# SET PROBLEM 1
Extract every line of the records that contains the string "pillar", matching case exactly.

### EXCERPTED TEXT ###

Step 1 — Install and Initialise

Run socaity --install deepseek_v3 to fetch the model wrapper, then import it from the top-level socaity package. Authentication uses your normal SOCAITY_API_KEY — you do not need a separate Replicate key.

terminal
# Fetch the deepseek_v3 model wrapper if it isn't already available
socaity --install deepseek_v3
python
import os
from socaity import deepseek_v3

r1 = deepseek_v3(api_key=os.getenv("SOCAITY_API_KEY"))

Step 2 — Solve a Maths Problem Step by Step

Ask deepseek-v3 to prove something or work through a calculation, and it returns the chain of reasoning followed by the final answer. Lower temperatures (around 0.1) keep the proof structure stable across runs.

python
result = r1.predictions(
    prompt=(
        "Prove that the square root of 2 is irrational. "
        "Show your reasoning step by step, then state the final conclusion."
    ),
    temperature=0.1,
    max_tokens=20480,
).get_result()

print(result)

Step 3 — Generate Code From a Spec

Hand the model a plain-text spec and ask for code. Because deepseek-v3 reasons before writing, it will pick edge cases (empty input, single element, duplicates) more reliably than a non-reasoning model at the same size.

python
spec = """
Write a Python function `top_k(values, k)` that returns the k largest values
from an iterable, in descending order. Handle these cases:
  - empty input  -> []
  - k <= 0       -> []
  - k > len(values) -> all values, sorted
  - ties         -> stable order
Use only the Python standard library. Include 3 unit tests.
"""

result = r1.predictions(
    prompt=spec,
    temperature=0.1,
    max_tokens=4096,
).get_result()

print(result)

Step 4 — Dial Up Creativity

For open-ended structured analysis — explain trade-offs, draft a design doc, summarise a thread — raise the temperature and enable a presence penalty so the model does not loop back on the same arguments.

### STORED RECORDS ###

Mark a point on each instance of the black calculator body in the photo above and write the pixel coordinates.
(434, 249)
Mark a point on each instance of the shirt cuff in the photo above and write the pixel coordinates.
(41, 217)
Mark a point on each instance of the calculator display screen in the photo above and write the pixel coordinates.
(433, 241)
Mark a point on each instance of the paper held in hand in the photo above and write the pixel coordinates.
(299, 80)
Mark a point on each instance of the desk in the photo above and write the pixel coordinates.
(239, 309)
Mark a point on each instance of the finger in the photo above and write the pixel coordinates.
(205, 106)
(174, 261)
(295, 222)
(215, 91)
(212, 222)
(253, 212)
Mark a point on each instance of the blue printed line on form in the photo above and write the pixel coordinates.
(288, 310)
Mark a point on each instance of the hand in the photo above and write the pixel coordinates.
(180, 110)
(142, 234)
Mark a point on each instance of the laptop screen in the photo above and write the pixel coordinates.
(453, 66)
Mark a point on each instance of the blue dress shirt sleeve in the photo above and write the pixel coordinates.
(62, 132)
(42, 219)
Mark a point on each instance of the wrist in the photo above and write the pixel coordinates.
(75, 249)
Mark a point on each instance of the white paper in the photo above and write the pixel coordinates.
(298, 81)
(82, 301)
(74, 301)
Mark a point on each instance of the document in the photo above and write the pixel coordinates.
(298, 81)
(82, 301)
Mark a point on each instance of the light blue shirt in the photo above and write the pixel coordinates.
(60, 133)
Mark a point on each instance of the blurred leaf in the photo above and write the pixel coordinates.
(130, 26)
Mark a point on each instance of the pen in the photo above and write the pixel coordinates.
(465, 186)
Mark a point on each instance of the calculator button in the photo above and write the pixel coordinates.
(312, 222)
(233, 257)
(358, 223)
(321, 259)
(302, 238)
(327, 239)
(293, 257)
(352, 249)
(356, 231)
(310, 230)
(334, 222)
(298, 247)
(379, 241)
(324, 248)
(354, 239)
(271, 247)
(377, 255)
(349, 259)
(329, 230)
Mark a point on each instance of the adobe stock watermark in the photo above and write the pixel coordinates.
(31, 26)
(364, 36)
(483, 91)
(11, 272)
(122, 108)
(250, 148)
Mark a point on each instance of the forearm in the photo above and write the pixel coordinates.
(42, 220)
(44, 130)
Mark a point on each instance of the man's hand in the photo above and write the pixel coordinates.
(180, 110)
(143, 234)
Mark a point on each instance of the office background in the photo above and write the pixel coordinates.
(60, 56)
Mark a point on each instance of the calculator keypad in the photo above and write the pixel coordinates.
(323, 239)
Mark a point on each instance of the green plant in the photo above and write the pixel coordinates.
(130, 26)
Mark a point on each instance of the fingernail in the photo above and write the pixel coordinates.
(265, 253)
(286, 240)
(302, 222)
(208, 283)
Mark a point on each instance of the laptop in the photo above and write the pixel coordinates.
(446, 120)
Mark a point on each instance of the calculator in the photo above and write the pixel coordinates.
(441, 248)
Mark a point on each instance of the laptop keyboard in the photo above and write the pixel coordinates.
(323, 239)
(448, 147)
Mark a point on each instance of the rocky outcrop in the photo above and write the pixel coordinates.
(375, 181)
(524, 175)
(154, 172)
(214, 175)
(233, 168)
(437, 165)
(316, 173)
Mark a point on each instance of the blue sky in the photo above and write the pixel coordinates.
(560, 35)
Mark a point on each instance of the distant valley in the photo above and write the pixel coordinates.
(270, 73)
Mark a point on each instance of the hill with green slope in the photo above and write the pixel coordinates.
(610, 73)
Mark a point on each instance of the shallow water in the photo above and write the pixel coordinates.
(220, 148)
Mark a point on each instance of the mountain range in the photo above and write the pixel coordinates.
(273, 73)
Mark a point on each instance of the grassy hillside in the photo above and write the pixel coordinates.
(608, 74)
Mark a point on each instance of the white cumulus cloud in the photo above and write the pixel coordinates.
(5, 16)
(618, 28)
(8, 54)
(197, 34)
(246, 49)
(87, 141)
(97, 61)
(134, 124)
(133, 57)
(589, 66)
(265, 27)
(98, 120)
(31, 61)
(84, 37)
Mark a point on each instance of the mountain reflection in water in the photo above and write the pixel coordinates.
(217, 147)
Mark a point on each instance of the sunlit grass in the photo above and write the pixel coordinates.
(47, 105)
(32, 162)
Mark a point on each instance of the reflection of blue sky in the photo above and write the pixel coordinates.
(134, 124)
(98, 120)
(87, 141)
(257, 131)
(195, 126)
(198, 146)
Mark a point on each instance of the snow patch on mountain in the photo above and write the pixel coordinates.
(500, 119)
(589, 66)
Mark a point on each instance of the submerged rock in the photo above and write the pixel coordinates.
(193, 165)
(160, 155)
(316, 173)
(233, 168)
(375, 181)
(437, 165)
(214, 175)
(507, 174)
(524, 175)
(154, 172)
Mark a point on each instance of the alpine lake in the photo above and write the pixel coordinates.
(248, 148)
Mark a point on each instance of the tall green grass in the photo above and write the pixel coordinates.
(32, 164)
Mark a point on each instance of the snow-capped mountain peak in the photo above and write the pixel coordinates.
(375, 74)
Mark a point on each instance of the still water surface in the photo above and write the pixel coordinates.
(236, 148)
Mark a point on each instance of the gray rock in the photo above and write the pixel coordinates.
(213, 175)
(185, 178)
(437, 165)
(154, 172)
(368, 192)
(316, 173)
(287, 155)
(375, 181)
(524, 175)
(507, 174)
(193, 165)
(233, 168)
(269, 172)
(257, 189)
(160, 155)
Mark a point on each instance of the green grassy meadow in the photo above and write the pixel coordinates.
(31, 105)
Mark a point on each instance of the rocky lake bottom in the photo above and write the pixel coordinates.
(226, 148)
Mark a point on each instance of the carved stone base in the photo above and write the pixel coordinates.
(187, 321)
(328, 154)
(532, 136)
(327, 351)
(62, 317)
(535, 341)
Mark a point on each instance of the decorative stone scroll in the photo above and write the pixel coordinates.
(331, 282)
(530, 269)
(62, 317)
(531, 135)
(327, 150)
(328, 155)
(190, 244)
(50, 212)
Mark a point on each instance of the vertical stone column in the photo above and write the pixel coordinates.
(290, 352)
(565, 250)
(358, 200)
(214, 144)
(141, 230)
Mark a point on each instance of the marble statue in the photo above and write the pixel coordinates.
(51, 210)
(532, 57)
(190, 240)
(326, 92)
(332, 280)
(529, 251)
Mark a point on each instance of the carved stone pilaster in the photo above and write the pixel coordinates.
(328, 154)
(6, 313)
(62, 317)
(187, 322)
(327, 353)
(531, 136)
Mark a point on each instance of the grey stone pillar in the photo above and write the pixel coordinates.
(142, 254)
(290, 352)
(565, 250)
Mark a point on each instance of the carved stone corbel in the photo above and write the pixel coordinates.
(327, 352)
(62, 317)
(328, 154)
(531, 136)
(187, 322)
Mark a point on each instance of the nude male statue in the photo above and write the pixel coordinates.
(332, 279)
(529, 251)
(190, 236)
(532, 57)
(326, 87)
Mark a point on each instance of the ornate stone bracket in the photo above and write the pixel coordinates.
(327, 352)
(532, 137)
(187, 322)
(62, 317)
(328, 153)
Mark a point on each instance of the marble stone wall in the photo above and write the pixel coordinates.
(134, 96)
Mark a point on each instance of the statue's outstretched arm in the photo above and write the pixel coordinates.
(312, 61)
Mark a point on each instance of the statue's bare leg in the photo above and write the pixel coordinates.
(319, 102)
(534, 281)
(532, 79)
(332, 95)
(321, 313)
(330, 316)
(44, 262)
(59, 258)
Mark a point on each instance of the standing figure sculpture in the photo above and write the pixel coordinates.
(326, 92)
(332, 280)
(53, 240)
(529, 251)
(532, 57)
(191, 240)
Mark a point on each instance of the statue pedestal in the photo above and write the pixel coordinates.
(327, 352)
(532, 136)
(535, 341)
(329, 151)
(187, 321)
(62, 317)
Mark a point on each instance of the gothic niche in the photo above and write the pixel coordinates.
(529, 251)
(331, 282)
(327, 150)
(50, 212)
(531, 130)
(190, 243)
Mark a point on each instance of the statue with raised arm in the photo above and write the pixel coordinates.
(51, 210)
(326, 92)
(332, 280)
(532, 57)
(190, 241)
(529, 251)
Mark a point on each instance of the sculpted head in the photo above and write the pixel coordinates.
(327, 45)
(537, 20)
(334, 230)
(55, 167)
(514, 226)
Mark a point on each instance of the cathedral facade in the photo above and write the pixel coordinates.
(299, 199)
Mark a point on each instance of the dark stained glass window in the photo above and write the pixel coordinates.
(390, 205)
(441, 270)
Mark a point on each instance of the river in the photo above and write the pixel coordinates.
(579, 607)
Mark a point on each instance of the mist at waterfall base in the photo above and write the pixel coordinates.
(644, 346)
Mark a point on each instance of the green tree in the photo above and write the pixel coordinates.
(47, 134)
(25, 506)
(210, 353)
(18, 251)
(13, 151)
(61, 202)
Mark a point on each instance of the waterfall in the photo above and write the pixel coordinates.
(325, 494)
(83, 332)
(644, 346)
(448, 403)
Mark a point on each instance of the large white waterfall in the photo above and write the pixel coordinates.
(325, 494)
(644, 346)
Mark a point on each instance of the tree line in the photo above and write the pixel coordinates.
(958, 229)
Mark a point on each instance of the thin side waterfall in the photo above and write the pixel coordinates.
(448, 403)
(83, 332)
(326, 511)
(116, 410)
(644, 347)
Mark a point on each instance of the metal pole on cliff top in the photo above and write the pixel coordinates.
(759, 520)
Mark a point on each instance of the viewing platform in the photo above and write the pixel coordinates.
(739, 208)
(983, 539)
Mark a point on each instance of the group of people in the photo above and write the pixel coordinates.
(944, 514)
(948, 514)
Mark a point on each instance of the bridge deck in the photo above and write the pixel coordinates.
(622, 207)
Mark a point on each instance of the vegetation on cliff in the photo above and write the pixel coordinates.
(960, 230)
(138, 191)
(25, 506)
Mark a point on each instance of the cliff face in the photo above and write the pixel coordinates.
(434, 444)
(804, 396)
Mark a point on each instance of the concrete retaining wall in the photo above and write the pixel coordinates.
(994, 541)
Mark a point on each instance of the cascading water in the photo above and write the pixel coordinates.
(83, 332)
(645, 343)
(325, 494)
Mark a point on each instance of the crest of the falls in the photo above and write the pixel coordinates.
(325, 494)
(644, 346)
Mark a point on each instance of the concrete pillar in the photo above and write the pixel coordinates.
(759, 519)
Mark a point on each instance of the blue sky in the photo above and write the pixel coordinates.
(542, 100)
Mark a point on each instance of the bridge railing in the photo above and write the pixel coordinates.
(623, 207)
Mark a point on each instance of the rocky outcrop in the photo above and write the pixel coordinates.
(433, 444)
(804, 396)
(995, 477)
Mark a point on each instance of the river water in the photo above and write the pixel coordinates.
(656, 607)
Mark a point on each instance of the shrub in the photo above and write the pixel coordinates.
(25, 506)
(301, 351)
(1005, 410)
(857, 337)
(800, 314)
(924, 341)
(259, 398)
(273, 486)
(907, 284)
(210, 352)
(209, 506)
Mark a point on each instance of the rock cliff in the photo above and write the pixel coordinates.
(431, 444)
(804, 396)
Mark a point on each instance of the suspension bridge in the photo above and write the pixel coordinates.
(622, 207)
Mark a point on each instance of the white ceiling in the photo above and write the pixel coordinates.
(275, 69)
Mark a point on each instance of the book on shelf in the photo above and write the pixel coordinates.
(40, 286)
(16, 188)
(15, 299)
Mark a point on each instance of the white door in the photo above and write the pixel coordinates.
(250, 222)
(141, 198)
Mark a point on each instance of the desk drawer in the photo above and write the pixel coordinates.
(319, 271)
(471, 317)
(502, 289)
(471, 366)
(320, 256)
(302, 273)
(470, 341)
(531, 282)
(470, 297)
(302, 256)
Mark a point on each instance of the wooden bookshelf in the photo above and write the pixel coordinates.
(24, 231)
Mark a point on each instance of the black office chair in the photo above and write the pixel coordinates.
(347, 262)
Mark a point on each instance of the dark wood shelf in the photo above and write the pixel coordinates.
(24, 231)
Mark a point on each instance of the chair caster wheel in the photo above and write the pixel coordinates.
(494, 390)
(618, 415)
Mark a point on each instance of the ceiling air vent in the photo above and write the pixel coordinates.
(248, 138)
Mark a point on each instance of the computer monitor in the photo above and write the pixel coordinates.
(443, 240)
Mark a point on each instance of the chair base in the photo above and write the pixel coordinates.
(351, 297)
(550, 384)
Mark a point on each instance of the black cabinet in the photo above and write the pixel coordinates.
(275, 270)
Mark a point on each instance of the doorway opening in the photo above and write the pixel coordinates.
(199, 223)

###

# SET PROBLEM 2
Based on the deepseek_v3 guide, answer yes or no to whether each statement agrees with it, and quote the words that decide each one. (a) A separate Replicate key is needed for authentication. (b) A temperature of around 0.1 keeps the proof structure stable across runs. (c) The spec for the `top_k` function permits third-party libraries.

# WORKED ANSWER 1
Mark a point on each instance of the grey stone pillar in the photo above and write the pixel coordinates.
Mark a point on each instance of the concrete pillar in the photo above and write the pixel coordinates.

# WORKED ANSWER 2
(a) No: "you do not need a separate Replicate key."
(b) Yes: "Lower temperatures (around 0.1) keep the proof structure stable across runs."
(c) No: "Use only the Python standard library."